→ Selected extract
* Begin *
Robert Paul upheld peace amid Afghan war
Soldier upheld peace amid Afghan war
73rd death - Tributes recall Staff Sgt. Robert Paul an ardent transplant to Oregon
Monday, November 06, 2006
SU-JIN YIM
THE DALLES -- Friends, politicians and family remembered a fallen soldier Sunday as a man who worked for peace in a military uniform and made them laugh with his cutting humor.
Staff Sgt. Robert J. Paul, 43, died Sept. 8 in Kabul, Afghanistan, when a vehicle bomb exploded near his armored Humvee during a patrol. Another soldier also was killed.
More than 150 people filled The Dalles Wahtonka High School auditorium, greeted by bagpipes on a wet, dreary Sunday afternoon, to praise the Oregon transplant who wore Tevas outdoor sandals to his wedding and spent two years in the Peace Corps.
Gov. Ted Kulongoski praised Paul for being a man of peace, not just a man of war.
As a civil affairs officer, his job was to help improve the infrastructure and quality of life of the Afghans.
Quoting a second-century rabbi, Kulongoski asked, "Who is a hero? He who turns an enemy into a friend. (Paul) did all he could to turn enemies into friends and to keep friends from becoming enemies."
For some, it was hard to see how two years in the Peace Corps meshed with a military career, but Paul saw how they fit, said U.S. Rep. Greg Walden, R-Ore.
The community building work Paul did in Kenya in the 1980s taught him skills that directly applied to his efforts in both Iraq and Afghanistan. He joined the Army Reserve in April 1997.
Unlike some soldiers, Paul made an effort to shop in local stores and eat at local restaurants during his service, friends noted. As a Peace Corps volunteer, he lived and worked with the people he wanted to help. When he died, he was carrying $800 to buy false teeth for the mayor of an Afghan town, Walden said.
Paul grew up in the Midwest, outside of Chicago, graduating from the University of Illinois at Urbana-Champaign. After college, he wasn't sure what he wanted to do, his mother, Esther Paul, said. For a time, he sped through the streets of downtown Chicago as a bike messenger. He joined the Peace Corps without telling her. He met his wife, Bonnie, in Washington, D.C., where he earned a master's in urban planning and economic development at the University of Maryland.
fter they moved to Oregon, he raved about his adopted home state as "God's country," his mother said, telling her, "I will never, ever leave Oregon."
* End *
→ Collected data
* Begin *
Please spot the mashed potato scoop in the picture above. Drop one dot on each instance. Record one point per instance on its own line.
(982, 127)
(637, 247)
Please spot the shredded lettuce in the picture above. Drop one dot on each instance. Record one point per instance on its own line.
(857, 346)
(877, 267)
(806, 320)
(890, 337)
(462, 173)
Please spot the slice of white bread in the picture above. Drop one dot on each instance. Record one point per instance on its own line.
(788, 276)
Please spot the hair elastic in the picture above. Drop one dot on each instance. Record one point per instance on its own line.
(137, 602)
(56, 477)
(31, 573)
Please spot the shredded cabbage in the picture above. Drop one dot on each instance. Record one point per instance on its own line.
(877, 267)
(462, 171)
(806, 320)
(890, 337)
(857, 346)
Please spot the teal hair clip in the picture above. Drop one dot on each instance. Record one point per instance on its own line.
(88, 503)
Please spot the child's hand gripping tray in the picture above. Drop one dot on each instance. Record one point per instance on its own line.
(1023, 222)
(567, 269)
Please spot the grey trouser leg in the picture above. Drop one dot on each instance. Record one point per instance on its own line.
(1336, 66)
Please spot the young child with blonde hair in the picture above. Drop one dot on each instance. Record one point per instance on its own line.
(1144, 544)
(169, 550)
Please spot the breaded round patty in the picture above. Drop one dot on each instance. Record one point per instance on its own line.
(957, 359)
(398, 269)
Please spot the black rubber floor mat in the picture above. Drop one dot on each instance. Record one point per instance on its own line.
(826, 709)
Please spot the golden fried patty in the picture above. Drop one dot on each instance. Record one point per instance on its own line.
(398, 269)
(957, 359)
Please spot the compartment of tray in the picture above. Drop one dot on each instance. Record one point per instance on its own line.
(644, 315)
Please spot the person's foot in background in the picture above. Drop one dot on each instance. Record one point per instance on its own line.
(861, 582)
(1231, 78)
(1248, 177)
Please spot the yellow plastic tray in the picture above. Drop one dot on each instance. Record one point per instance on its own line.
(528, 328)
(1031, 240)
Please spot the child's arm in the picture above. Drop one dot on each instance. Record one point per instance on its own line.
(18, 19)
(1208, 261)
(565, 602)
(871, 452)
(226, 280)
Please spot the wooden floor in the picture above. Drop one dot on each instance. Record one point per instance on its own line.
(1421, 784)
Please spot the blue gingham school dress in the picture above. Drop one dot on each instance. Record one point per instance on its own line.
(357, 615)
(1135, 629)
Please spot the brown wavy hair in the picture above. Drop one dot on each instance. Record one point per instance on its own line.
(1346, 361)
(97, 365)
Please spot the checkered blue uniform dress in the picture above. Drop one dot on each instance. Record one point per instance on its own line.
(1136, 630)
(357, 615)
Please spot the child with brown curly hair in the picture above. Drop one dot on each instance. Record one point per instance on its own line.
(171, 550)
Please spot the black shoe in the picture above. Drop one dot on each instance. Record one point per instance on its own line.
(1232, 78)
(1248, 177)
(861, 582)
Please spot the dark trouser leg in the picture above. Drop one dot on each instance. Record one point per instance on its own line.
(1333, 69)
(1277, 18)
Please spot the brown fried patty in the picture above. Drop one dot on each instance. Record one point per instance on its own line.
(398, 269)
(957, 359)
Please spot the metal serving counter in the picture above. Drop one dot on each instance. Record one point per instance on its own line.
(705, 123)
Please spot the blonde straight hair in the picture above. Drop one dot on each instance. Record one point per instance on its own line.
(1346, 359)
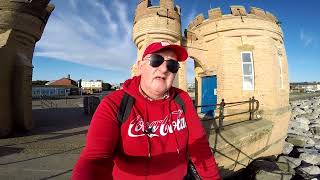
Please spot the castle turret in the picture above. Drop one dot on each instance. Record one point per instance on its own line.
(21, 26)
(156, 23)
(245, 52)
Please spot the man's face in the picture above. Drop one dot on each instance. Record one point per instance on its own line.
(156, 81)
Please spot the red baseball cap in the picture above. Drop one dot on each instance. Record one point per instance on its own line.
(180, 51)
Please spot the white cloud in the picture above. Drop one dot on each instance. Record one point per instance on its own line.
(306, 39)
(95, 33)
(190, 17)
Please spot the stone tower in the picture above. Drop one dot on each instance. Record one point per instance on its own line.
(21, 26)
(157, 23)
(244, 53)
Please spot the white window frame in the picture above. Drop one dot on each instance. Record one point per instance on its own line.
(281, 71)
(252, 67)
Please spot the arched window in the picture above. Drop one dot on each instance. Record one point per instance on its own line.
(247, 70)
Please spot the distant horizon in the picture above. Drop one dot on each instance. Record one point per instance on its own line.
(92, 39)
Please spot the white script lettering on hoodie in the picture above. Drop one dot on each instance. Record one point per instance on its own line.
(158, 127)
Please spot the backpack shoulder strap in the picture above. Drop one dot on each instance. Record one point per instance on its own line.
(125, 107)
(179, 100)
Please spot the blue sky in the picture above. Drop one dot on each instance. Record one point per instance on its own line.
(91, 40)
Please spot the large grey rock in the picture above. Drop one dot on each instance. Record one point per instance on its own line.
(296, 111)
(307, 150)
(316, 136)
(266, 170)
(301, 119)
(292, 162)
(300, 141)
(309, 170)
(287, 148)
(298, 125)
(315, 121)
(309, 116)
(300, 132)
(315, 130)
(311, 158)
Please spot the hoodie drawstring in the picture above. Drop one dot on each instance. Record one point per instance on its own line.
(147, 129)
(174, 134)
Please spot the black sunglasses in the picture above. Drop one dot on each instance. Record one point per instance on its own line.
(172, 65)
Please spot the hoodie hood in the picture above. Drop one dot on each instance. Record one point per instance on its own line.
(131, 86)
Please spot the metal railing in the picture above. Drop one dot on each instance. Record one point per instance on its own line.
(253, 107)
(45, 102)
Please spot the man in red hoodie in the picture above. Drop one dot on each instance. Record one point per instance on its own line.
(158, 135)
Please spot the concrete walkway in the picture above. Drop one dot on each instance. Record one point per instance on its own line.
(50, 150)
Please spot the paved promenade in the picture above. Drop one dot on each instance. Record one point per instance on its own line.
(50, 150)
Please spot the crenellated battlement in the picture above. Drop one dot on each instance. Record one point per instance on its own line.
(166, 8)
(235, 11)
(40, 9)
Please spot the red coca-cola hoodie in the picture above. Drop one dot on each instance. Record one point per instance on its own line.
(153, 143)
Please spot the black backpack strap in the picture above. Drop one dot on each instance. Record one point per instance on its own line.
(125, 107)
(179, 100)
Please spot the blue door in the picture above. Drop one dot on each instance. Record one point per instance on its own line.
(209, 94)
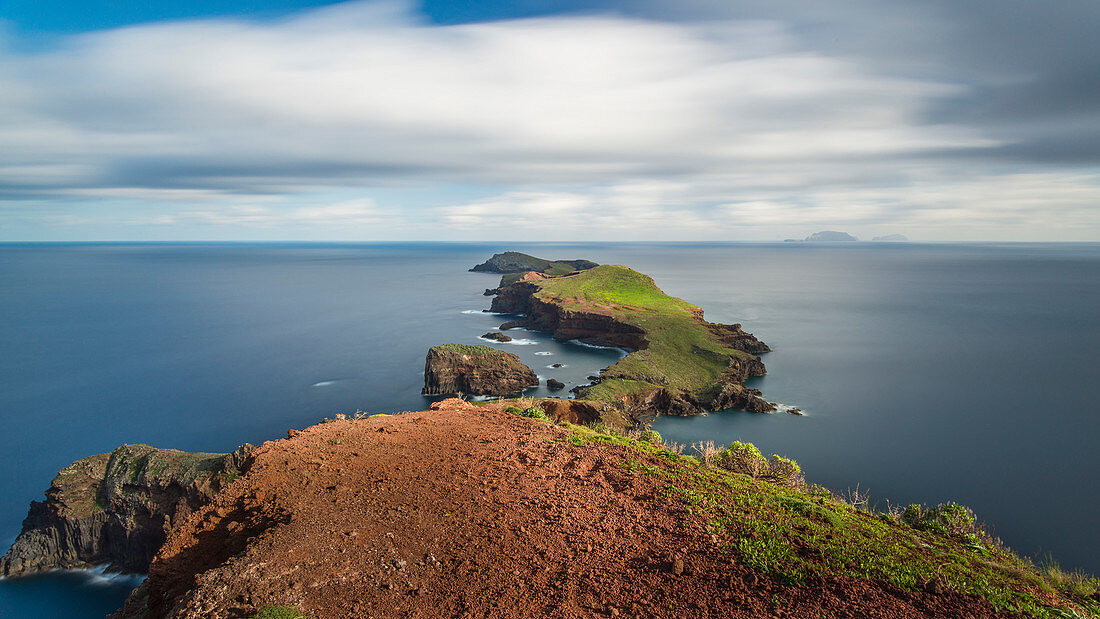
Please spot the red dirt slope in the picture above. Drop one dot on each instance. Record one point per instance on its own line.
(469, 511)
* End *
→ Set tasks
1. Quote the article on Staff Sgt. Robert Paul, starting with "The community building" and going on through "town, Walden said.".
2. In the article on Staff Sgt. Robert Paul, how much money was he carrying when he died, and what was it meant to buy?
This material is not needed.

→ The responses
1.
The community building work Paul did in Kenya in the 1980s taught him skills that directly applied to his efforts in both Iraq and Afghanistan. He joined the Army Reserve in April 1997.
Unlike some soldiers, Paul made an effort to shop in local stores and eat at local restaurants during his service, friends noted. As a Peace Corps volunteer, he lived and worked with the people he wanted to help. When he died, he was carrying $800 to buy false teeth for the mayor of an Afghan town, Walden said.

2. He was carrying $800 to buy false teeth for the mayor of an Afghan town.